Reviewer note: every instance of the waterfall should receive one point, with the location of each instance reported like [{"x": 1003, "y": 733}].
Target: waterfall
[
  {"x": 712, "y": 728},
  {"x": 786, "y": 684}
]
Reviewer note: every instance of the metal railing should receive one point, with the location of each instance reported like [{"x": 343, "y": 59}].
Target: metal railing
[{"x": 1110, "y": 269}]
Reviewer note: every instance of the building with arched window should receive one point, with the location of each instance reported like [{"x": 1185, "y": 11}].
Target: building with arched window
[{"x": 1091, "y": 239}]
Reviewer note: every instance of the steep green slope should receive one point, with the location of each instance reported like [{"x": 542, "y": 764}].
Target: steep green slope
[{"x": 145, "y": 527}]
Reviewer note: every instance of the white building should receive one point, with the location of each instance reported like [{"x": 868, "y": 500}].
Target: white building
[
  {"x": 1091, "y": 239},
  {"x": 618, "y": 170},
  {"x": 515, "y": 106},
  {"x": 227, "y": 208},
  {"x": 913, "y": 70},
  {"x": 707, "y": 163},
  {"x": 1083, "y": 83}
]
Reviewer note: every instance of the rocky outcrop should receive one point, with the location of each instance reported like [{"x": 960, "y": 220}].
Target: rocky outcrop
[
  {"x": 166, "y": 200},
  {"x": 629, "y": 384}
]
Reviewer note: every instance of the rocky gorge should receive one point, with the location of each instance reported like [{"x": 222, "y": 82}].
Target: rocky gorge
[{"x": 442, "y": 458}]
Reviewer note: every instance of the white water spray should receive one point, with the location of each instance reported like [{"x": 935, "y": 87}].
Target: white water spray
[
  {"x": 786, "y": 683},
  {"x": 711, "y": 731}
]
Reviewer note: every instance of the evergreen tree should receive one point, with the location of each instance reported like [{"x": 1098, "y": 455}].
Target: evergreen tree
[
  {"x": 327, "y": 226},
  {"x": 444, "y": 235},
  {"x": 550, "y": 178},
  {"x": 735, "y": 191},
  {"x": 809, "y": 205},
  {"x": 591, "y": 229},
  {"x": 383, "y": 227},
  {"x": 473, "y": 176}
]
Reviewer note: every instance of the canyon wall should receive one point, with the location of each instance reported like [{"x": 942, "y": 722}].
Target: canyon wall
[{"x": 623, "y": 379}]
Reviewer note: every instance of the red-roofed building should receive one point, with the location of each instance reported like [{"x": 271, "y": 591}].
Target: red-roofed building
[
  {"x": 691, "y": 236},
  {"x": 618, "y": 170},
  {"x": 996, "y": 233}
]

To do
Reproduce all of the records above verbatim, in their original order.

Task solution
Reviewer note: every instance of the waterfall should receive one point, with the location of each instance reported like [{"x": 1003, "y": 733}].
Target: waterfall
[
  {"x": 712, "y": 728},
  {"x": 786, "y": 684}
]
Reviewer note: every instance of the metal railing should receive one point, with the location of each instance reported like [{"x": 343, "y": 59}].
Target: metal railing
[{"x": 1110, "y": 269}]
Reviewer note: every instance of the building with arched window should receive one point, with the location of each instance reported like [{"x": 1185, "y": 11}].
Target: building with arched window
[{"x": 1091, "y": 239}]
Reviewer note: every instance of the steep green slope should receive one point, with the location of each instance reported like [{"x": 542, "y": 764}].
Target: steep green slope
[{"x": 145, "y": 527}]
Reviewer note: every instance of the white building should receive one point, with the location of each instance reported like [{"x": 868, "y": 500}].
Target: white building
[
  {"x": 1091, "y": 239},
  {"x": 618, "y": 170},
  {"x": 515, "y": 106},
  {"x": 227, "y": 208},
  {"x": 913, "y": 70},
  {"x": 707, "y": 163},
  {"x": 1083, "y": 83}
]
Reviewer note: every instance of the rocky outcrop should receive one point, with the location of each instance reported like [{"x": 960, "y": 220}].
Target: rocky outcrop
[
  {"x": 166, "y": 200},
  {"x": 629, "y": 384}
]
Reviewer note: every instance of the rocky gorge should receive one point, with the location of each instance reported like [{"x": 222, "y": 82}].
Target: rocky gorge
[{"x": 442, "y": 458}]
Reviewer note: every instance of the white water spray should receive one point, with the location of each instance reported like [{"x": 935, "y": 87}].
Target: white water spray
[
  {"x": 786, "y": 683},
  {"x": 711, "y": 731}
]
Reviewer note: every instance of the evergreen tree should receive one point, with the location of each instance reported like [{"x": 1098, "y": 455}].
Target: evergreen tree
[
  {"x": 327, "y": 226},
  {"x": 444, "y": 235},
  {"x": 550, "y": 178},
  {"x": 735, "y": 191},
  {"x": 809, "y": 205},
  {"x": 591, "y": 229},
  {"x": 383, "y": 227},
  {"x": 473, "y": 176}
]
Reviewer note: every instance of the canyon wall should receive one point, with the location of each instance reported like [{"x": 942, "y": 722}].
Target: canyon wall
[{"x": 623, "y": 379}]
Reviewer note: every instance of the red-roofed building should receive one point, with the location of each instance reported like [{"x": 271, "y": 591}].
Target: red-roofed building
[
  {"x": 691, "y": 236},
  {"x": 618, "y": 170},
  {"x": 996, "y": 233}
]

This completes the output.